- What this task involves: Update the records by replacing "clicks" with "points" everywhere and leaving all other text as it is. Leave the pictures out of your answer.

Collected data
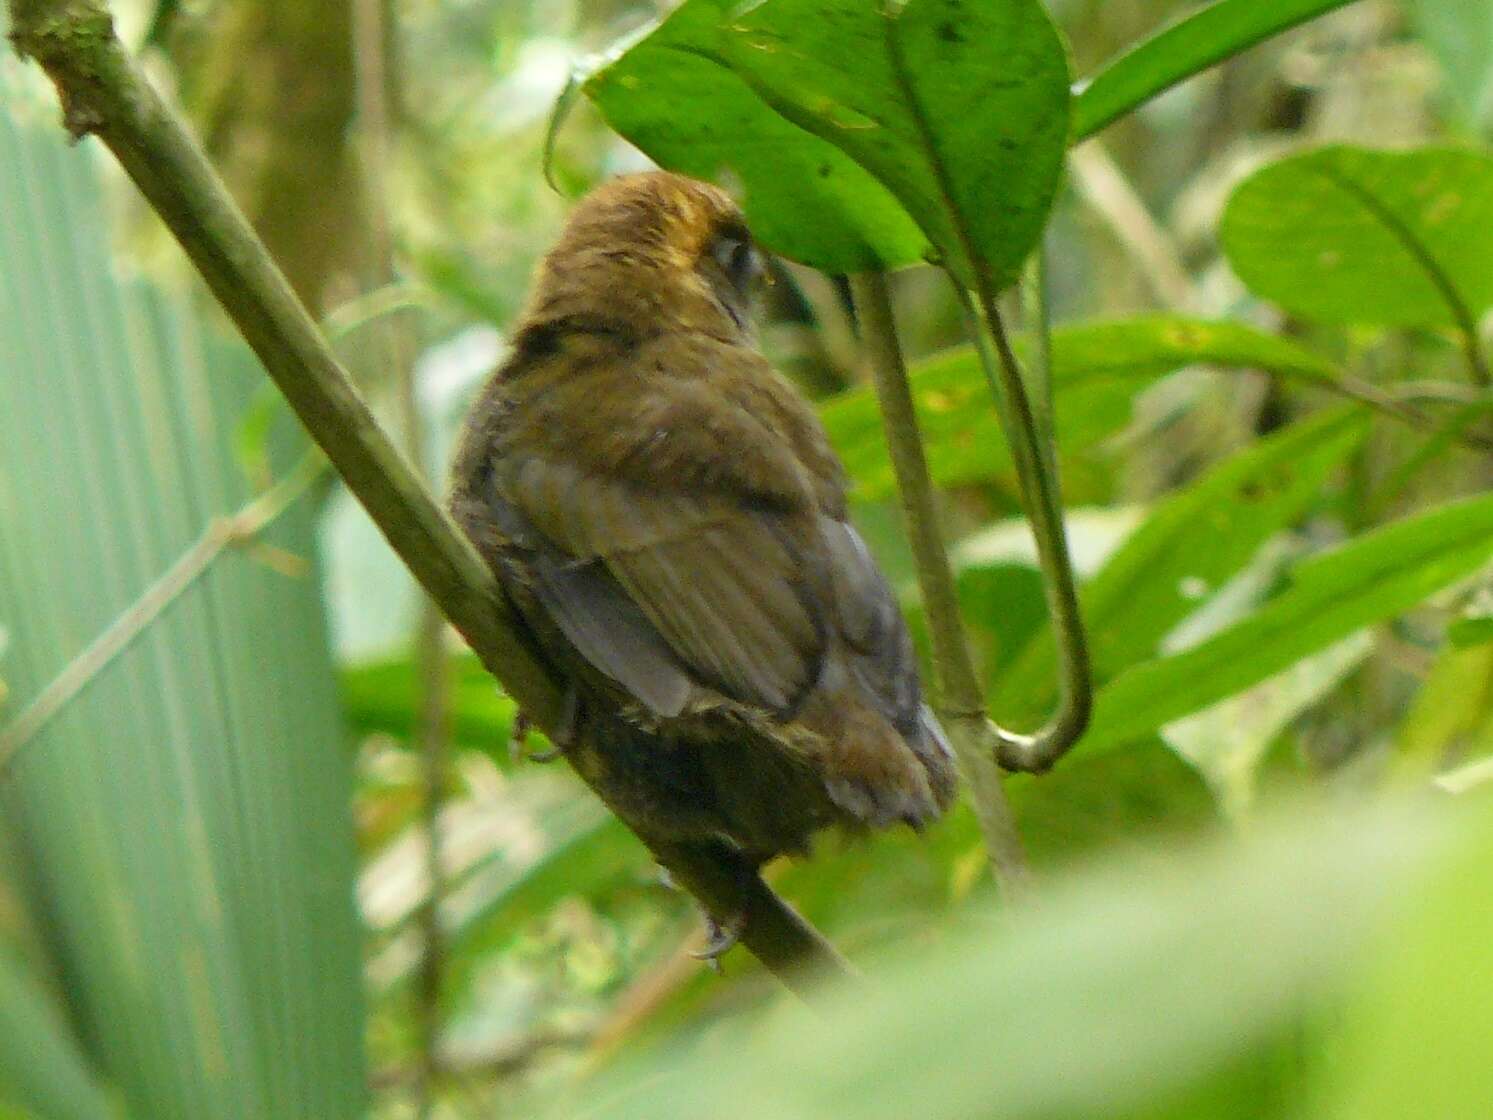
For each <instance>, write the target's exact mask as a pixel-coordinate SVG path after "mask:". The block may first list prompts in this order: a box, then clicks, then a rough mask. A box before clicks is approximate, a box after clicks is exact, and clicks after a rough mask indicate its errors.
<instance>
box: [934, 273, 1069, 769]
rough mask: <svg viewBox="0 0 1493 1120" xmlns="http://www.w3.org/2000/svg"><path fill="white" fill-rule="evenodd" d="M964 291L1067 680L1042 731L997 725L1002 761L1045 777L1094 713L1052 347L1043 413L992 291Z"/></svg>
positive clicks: (977, 345) (1041, 399)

- Exercise result:
For each <instance>, write the target's exact mask as a pixel-coordinate SVG path after "mask:". The block may first list prompts in this order: a box, then points, then a rough mask. A box before points is approximate, a box after points is exact, and points after a rough mask indicate its errors.
<instance>
box: [934, 273, 1069, 769]
rough mask: <svg viewBox="0 0 1493 1120" xmlns="http://www.w3.org/2000/svg"><path fill="white" fill-rule="evenodd" d="M964 291L1067 680L1042 731L997 725L1002 761L1045 777L1094 713L1052 347L1043 413L992 291Z"/></svg>
positive points: (977, 345) (1041, 399)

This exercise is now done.